▶ **Request**
Reproduce the listing below line for line, without changing any characters.

Raw records
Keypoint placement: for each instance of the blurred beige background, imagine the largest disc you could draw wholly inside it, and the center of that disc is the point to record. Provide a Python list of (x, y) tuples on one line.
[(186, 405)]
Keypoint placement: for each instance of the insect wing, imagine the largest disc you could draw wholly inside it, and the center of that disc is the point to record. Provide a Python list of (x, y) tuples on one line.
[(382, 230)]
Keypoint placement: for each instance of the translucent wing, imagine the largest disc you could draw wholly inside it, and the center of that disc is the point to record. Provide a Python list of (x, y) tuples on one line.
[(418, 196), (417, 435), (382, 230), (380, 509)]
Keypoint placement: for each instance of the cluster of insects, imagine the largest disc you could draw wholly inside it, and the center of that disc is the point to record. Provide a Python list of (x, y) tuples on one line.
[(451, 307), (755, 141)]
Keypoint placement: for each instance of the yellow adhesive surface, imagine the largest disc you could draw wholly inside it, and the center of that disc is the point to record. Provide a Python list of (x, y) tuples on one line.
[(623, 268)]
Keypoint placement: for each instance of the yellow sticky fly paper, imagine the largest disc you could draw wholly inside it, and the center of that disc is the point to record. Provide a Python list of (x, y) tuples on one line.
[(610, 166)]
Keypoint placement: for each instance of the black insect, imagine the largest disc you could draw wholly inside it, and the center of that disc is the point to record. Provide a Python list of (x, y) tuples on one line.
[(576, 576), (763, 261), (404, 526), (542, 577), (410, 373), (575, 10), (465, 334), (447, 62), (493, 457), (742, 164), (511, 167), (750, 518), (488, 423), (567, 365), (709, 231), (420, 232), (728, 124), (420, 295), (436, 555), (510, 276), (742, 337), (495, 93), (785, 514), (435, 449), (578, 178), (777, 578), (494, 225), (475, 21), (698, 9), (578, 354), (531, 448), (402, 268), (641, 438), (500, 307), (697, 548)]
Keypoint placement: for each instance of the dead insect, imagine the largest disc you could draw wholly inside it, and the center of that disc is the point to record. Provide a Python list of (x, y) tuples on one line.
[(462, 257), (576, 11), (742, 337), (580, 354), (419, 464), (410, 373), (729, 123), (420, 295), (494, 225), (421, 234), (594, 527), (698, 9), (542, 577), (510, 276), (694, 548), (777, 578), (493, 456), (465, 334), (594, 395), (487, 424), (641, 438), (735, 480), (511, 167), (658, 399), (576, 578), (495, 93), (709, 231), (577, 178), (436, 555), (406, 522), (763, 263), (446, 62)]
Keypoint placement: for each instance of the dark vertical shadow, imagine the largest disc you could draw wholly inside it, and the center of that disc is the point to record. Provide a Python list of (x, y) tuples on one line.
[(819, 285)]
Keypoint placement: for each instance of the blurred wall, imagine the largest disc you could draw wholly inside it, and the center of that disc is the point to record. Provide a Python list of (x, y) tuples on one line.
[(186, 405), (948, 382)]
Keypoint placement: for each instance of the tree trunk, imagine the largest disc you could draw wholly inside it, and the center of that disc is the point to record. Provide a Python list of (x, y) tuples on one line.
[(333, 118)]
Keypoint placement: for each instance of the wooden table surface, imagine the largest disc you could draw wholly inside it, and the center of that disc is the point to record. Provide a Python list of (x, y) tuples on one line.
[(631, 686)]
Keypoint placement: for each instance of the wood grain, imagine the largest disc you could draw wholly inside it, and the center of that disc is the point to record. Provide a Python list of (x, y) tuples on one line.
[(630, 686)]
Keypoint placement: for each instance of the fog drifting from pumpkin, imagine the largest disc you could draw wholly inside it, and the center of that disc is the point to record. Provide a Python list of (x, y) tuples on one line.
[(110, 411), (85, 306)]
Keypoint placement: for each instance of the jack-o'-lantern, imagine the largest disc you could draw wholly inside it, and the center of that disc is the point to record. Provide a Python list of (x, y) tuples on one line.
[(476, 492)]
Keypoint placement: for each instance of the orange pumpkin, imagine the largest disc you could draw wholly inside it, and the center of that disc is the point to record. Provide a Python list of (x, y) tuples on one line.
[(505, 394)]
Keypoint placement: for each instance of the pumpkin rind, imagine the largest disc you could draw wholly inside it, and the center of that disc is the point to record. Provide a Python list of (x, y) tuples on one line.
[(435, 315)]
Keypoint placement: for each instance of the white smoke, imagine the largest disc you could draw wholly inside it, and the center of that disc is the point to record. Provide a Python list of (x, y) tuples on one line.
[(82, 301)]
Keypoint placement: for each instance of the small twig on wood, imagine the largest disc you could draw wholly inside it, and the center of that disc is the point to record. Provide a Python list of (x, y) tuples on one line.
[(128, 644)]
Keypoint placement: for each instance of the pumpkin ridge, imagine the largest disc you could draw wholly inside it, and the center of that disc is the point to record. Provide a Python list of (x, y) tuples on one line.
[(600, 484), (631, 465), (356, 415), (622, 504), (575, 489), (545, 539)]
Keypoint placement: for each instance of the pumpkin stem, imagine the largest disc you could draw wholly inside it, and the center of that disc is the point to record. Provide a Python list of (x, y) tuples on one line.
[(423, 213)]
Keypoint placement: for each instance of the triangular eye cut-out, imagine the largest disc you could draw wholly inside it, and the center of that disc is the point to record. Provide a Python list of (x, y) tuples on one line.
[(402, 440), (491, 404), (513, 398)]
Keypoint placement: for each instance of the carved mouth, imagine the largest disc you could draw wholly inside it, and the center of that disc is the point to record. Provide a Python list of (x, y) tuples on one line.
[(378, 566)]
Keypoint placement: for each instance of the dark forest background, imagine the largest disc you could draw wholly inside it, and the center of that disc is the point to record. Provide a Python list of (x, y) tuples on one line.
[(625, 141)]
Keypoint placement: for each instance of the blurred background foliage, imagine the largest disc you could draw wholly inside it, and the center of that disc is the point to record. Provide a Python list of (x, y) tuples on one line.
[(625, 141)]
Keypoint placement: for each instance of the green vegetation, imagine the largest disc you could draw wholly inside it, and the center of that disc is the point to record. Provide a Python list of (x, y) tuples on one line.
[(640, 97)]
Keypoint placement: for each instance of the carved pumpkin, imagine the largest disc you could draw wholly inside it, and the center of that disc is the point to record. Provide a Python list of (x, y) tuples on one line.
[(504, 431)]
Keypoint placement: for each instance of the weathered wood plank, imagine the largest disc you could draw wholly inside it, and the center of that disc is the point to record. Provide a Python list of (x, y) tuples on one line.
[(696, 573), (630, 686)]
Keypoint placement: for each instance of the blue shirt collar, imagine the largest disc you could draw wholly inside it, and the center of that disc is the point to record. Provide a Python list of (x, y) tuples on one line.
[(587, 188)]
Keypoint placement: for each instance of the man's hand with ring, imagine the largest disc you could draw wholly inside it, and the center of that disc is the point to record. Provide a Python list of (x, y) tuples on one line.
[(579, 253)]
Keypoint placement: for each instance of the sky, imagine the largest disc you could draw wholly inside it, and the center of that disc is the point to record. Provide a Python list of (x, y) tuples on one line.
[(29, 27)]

▶ **Final answer**
Keypoint placement: for each instance of the blurred beige background, imagine the largest disc you could draw wholly inside it, and the center of that disc is the point to record. Provide a Python list of (x, y) tuples on one line.
[(186, 405)]
Keypoint placement: for each instance of the insect wing, imagine the largest disc you could draw wholly inside it, and the center of that disc is the point to record. Provide a Python list of (x, y) tuples on one line.
[(382, 230)]
Keypoint placement: for each instance of the translucent wing, imagine the largest disc you could draw wholly inside it, and the center of that disc is the point to record. Provide a Python list of (x, y) tuples on one line.
[(418, 196), (417, 435), (382, 230), (380, 509)]
Keypoint placement: for each instance of the cluster of insects, imagine the largest disc you could draw wholly inside it, and the center of that disc is the point to record. Provide a Python list of (x, y) tuples on one line.
[(451, 307), (755, 141)]
Keypoint placement: for each instance of the yellow adhesive surface, imagine the largest disc you could draw wholly inside it, and the center of that disc is the point to record. Provide a Python list of (x, y) tuples on one line.
[(623, 268)]
Keypoint placement: for each instance of the yellow sticky fly paper, imagine the largest disc you could draw wholly inside it, and the center of that disc is the point to record. Provide a Python list of (x, y) tuples on one line.
[(610, 166)]
Keypoint placement: for each instance of the black insect, imagine the largest disc you could draw wholly inside it, and the center of that disc is the point to record. Provide a Python list of (x, y) tuples on one line.
[(576, 576), (763, 261), (404, 526), (542, 577), (410, 373), (575, 10), (465, 334), (447, 62), (493, 457), (742, 164), (511, 167), (750, 518), (488, 423), (567, 365), (709, 231), (420, 232), (728, 124), (420, 295), (436, 555), (510, 276), (742, 337), (495, 93), (785, 514), (435, 449), (578, 178), (777, 578), (494, 225), (475, 21), (698, 9), (578, 354), (531, 448), (402, 268), (641, 438), (500, 307), (697, 548)]
Keypoint placement: for each instance of the dead insect, imagine the largest disc you could draw wholly inside it, and the center of that disc is the point to record. Provide a Python list of (x, y) tuples on one line.
[(462, 257), (576, 11), (742, 337), (580, 354), (419, 464), (410, 373), (729, 123), (420, 295), (494, 225), (421, 234), (594, 527), (698, 9), (542, 577), (510, 276), (694, 548), (777, 578), (493, 456), (465, 334), (594, 395), (487, 424), (641, 438), (735, 480), (511, 167), (658, 399), (576, 578), (495, 93), (709, 231), (577, 178), (436, 555), (406, 522), (763, 263), (446, 62)]
Keypoint placement: for each instance of the dark vertical shadow, imagine the largest disc you could draw wholly inside it, and the center of that disc is the point to record. Provide a Python list of (x, y) tuples on one line.
[(819, 285)]
Keypoint placement: for each instance of the blurred wall, imagine the largest disc you could draw wholly inside it, and the center of that disc is the point to record. Provide a Python list of (x, y) tuples on one line.
[(186, 405), (948, 382)]
Keypoint placement: for each instance of the tree trunk, imagine the largest disc you could draw wholly inside it, and the center of that disc is the point to record. Provide a Python list of (x, y) tuples on one line.
[(333, 118)]
Keypoint placement: for each instance of the wooden table surface, imagine the largest disc you could draw wholly inside it, and the center of that disc is the point to record. Provide a Python list of (x, y) tuples on one line.
[(631, 686)]
Keypoint placement: for each instance of the wood grain, imagine the largest disc you could draw wholly inside it, and the center of that disc is the point to record. Provide a Python list of (x, y) tuples on one line.
[(630, 686)]
Keypoint placement: for each instance of the fog drifting from pumpkin, imagine the largest disc you could draw wholly inside it, and the center of that disc is the point to record. Provide a Python list of (x, y) tuples on one line.
[(110, 411), (85, 306)]
Keypoint placement: for each instance of the jack-o'-lantern, imagine the largest disc you could draw wholly inside it, and the center of that disc is the point to record. Provide a Python list of (x, y) tuples on one line.
[(476, 492)]
Keypoint placement: for each instance of the orange pumpkin, imagine the largest disc you could draw wholly inside it, and the center of that disc is the point to record. Provide a Python list of (x, y) tuples on one line.
[(505, 394)]
Keypoint placement: for each instance of the pumpkin rind, imagine the largest disc you could draw wholly inside it, and the center of that disc is the point to record. Provide a Python list of (x, y) tuples on one line.
[(435, 315)]
Keypoint placement: for each instance of the white smoke, imagine the largest disc you could draw wholly inside it, and the center of that disc is the point to record. Provide a Python list of (x, y) tuples on one line.
[(82, 301)]
Keypoint placement: for each instance of the small twig on wood, imagine the largest disc you could draw wholly inside it, and the center of that disc is the point to record. Provide a Python list of (x, y) tuples on one line.
[(128, 644)]
Keypoint placement: for each instance of the pumpkin ridge, imagine the largest disc you could draw wholly inside it, and the center of that disc is the point to record. Provide a Python list of (x, y) tuples on one line.
[(600, 484), (631, 465), (356, 415), (622, 504), (575, 489), (545, 539)]
Keypoint placement: for each instance of the pumpkin stem, imagine the largest disc you could draw wholly inside it, and the center of that disc is the point to record. Provide a Python list of (x, y) tuples on one line.
[(423, 213)]
Keypoint placement: for each instance of the triangular eye cut-out, imagine the largest disc you could draw wholly inside it, and the center of that disc is the point to record. Provide a Python list of (x, y) tuples on one line.
[(402, 440), (491, 404), (513, 398)]
Keypoint placement: for each instance of the carved mouth, imagine the largest disc you could draw wholly inside it, and the center of that disc is the point to record. Provide a Python list of (x, y) tuples on one line.
[(378, 566)]
Keypoint placement: for each instance of the dark forest background, imagine the largest disc you could draw wholly inside it, and the center of that disc is the point to record. Provide a Python list of (x, y) tuples on one line.
[(625, 141)]
Keypoint placement: for each instance of the blurred background foliage, imagine the largest disc you could draw wholly inside it, and the center of that disc is the point to record. Provide a Python list of (x, y) tuples on one line.
[(625, 141)]
Keypoint placement: for each instance of the green vegetation, imagine the largest disc you could draw wholly inside it, and the center of that disc is the point to record. Provide a Python list of (x, y) tuples on one line.
[(640, 97)]
Keypoint placement: for each instance of the carved pumpkin, imagine the largest disc you could draw wholly inside it, and the center of that disc is the point to record. Provide a Python list of (x, y) tuples on one line.
[(504, 431)]
Keypoint placement: for each instance of the weathered wood plank, imagine the largest disc you could draw wholly inside it, and the center of that disc is the point to record. Provide a Python list of (x, y) tuples on one line.
[(696, 573), (630, 686)]
Keypoint placement: for each instance of the blue shirt collar, imagine the largest disc you could draw wholly inside it, and the center of that disc is the point to record. Provide a Python list of (x, y) tuples on one line.
[(587, 188)]
Keypoint placement: for each instance of the man's hand with ring, imagine the largest disc you could draw wholly inside it, and the center of that disc is the point to record. Provide a Python list of (x, y) tuples on one line.
[(579, 253)]
Keypoint placement: for each instance of the sky, imagine the largest disc you could draw wholly inside it, and the center of that disc is the point to record. Provide a Python list of (x, y) tuples on one line.
[(29, 27)]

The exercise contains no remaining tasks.